__TRY IT__
Exact transcript, pictures excluded: write out every record below.

Records drawn from a dataset:
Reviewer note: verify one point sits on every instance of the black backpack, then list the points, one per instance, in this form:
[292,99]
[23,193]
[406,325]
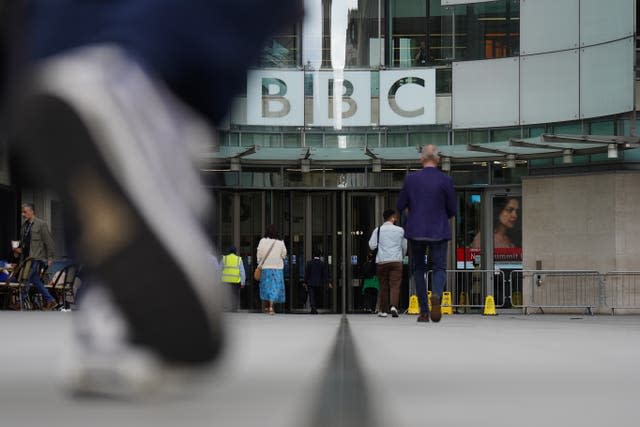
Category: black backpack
[369,267]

__TASK ANSWER__
Reviewer note: verify one point sits on every instance of the black backpack, then list the points, one per instance, in this form:
[292,99]
[23,193]
[406,325]
Category: black backpack
[369,267]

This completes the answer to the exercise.